** The problem **
Copy whichever lines of the data hold the word "shirt".

Data excerpts:
______
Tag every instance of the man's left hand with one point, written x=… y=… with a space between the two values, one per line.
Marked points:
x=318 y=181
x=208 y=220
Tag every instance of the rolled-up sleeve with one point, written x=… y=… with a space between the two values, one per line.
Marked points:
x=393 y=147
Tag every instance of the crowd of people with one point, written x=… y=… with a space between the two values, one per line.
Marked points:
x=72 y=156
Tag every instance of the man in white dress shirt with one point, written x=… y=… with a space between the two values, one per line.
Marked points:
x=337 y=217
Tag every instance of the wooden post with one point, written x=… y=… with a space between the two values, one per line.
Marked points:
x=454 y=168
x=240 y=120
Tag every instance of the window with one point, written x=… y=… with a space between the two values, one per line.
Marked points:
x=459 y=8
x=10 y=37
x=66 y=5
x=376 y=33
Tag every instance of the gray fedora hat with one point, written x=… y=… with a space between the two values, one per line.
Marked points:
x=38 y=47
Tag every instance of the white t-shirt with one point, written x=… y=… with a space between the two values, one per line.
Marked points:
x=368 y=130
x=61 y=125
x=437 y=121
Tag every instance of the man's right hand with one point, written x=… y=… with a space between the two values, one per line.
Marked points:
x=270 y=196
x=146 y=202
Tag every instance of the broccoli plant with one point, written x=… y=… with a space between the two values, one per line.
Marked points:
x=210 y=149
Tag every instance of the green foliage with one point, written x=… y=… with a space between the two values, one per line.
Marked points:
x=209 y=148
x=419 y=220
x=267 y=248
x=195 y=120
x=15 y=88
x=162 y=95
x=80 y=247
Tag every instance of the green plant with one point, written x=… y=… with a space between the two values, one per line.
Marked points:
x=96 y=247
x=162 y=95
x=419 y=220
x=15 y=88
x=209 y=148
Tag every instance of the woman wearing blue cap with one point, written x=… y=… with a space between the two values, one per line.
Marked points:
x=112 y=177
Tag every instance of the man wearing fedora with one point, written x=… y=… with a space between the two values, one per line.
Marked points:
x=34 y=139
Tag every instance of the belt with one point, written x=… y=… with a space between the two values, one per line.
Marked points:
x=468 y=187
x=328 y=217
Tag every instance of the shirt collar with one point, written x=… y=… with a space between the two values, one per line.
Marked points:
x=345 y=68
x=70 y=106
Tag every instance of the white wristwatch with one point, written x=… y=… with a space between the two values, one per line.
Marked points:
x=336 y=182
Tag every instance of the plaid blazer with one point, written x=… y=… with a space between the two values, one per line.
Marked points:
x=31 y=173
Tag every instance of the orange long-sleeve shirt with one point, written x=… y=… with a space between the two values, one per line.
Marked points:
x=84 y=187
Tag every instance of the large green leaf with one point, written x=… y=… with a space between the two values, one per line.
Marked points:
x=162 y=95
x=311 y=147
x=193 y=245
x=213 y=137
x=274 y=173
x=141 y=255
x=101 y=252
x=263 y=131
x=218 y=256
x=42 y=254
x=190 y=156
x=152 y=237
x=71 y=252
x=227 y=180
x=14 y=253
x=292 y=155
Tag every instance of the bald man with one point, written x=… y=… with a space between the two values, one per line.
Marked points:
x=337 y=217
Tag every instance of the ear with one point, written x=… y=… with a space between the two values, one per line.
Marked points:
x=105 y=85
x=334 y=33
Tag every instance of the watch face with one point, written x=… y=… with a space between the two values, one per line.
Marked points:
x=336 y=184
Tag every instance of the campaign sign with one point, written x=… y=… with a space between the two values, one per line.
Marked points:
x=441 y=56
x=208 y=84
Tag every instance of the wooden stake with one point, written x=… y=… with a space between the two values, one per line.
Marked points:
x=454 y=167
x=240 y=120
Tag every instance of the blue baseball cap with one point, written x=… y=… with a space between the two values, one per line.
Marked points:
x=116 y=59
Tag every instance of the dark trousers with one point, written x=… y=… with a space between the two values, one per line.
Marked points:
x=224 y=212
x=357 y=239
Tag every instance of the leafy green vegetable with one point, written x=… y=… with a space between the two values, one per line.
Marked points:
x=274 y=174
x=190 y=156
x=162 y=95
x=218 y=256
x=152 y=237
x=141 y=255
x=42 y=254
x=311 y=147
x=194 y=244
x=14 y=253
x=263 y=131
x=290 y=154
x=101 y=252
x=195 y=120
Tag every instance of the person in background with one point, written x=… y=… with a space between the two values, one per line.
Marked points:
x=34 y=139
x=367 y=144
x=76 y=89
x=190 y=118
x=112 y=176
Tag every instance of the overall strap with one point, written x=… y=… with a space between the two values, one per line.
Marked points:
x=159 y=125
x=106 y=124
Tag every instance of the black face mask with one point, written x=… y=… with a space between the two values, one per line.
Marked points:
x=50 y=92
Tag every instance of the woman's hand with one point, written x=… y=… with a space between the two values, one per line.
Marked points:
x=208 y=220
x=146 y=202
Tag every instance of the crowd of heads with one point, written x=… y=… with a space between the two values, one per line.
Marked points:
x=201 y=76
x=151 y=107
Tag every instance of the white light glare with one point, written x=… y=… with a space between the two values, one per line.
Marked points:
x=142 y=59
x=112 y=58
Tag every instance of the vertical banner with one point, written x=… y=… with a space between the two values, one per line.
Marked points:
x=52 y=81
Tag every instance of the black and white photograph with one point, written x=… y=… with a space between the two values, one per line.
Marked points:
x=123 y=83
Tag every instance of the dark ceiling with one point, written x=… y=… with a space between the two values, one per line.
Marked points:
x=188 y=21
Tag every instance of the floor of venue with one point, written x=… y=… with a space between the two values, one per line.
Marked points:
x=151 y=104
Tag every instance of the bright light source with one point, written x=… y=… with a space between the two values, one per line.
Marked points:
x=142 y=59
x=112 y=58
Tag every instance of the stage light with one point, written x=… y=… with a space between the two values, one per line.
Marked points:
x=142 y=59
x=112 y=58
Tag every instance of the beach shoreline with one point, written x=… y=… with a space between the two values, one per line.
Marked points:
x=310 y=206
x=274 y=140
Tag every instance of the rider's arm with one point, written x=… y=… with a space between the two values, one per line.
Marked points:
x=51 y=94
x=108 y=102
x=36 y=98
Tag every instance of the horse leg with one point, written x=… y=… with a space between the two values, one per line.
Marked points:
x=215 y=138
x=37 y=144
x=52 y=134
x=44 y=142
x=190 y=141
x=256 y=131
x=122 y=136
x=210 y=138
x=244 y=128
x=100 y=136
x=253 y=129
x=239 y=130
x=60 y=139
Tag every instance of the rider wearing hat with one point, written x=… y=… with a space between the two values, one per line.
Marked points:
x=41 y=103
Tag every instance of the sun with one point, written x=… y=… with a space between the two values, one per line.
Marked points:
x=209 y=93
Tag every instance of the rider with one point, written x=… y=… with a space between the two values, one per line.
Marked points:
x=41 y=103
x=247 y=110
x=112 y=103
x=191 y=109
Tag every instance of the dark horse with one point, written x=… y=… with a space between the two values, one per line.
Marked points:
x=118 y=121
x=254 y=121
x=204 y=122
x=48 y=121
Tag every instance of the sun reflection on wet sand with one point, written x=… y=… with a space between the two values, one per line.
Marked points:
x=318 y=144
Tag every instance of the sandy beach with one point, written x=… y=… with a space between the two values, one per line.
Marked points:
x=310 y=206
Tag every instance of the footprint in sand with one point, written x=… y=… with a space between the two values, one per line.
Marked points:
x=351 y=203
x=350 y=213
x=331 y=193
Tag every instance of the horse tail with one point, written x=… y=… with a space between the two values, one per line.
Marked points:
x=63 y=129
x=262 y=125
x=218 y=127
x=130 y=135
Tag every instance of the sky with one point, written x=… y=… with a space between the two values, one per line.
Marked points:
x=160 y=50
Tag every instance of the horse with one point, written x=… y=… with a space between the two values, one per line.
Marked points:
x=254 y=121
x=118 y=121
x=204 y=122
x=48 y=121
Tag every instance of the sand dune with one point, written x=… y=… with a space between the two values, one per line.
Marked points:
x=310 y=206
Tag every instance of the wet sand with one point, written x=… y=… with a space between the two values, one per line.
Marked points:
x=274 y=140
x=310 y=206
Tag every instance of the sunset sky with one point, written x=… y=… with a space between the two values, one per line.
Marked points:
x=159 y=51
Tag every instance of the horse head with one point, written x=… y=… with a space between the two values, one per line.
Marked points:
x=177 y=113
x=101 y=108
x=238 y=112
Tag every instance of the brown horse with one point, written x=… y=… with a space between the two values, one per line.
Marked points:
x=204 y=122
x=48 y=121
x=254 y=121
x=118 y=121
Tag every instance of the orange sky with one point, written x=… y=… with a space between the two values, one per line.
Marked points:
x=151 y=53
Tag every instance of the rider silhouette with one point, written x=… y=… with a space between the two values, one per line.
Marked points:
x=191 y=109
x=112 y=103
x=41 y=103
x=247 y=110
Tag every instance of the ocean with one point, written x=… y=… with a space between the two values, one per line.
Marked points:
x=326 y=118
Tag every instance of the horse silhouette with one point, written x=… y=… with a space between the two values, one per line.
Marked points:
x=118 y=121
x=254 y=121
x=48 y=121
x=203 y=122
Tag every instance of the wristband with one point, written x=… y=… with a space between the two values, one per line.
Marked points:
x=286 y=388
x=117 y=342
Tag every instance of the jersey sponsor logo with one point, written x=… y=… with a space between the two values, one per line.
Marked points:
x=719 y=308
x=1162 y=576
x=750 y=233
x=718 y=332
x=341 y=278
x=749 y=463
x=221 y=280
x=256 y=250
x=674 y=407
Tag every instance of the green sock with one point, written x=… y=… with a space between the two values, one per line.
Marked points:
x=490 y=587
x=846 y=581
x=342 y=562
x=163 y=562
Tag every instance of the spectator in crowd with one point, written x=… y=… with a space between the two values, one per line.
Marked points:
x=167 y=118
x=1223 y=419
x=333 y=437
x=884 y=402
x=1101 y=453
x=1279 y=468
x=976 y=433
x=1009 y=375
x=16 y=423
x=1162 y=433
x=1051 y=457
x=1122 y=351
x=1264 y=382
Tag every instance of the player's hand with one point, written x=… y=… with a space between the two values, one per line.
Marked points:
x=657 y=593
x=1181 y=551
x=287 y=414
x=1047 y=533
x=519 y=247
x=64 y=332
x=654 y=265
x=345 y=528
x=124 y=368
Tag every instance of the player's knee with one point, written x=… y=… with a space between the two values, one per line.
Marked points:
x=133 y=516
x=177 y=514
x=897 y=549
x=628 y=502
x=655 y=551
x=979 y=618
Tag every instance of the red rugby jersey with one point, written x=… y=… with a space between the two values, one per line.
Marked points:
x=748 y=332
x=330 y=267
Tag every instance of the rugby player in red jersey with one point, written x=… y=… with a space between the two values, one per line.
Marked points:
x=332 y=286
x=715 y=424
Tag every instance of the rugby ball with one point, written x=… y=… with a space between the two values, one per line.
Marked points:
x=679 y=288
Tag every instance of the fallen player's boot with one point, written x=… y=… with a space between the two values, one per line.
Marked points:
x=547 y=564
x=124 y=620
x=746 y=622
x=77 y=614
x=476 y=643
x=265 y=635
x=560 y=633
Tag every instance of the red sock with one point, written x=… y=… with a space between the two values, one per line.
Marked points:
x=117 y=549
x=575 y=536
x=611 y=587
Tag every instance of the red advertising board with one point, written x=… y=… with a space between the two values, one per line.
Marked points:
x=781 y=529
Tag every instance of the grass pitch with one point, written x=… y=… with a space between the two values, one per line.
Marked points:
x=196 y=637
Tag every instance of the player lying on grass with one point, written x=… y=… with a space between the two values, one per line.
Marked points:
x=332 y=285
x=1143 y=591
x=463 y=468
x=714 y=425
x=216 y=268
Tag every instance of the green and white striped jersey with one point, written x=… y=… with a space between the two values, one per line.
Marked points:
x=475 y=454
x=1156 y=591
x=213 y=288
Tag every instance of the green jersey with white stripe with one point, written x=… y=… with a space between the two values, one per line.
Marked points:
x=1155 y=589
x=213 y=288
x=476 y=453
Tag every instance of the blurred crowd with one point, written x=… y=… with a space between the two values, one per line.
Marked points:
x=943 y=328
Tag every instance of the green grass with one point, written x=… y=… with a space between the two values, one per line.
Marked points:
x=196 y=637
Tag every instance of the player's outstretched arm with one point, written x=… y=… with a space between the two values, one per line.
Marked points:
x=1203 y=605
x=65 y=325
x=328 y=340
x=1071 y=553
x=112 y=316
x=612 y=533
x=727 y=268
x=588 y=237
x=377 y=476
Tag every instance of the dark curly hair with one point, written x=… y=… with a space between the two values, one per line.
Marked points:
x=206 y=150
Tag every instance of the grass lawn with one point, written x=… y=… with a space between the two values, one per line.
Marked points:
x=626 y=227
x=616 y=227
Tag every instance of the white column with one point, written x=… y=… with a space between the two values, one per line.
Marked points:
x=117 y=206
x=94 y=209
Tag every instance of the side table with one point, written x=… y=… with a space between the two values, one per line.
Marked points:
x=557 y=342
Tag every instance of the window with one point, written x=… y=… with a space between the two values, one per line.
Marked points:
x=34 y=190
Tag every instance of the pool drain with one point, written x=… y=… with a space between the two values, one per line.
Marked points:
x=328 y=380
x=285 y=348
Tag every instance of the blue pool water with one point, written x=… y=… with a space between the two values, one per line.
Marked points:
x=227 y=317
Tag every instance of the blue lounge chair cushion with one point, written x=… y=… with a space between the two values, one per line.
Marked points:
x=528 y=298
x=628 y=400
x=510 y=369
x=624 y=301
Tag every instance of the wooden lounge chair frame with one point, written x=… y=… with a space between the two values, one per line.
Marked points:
______
** Written answer **
Tag every instance of the man in white dress shirt with one point, written x=… y=… with a space between the two values, one per line.
Tag every instance of the white t-shirt with one point, written x=… y=… with a space between the two values, one per line.
Tag every instance of the shirt collar with one point, written x=… y=… with a space between the two values, one per line.
Tag every instance of the orange long-sleeve shirt with one point, written x=… y=… with a space between the two values, one per line.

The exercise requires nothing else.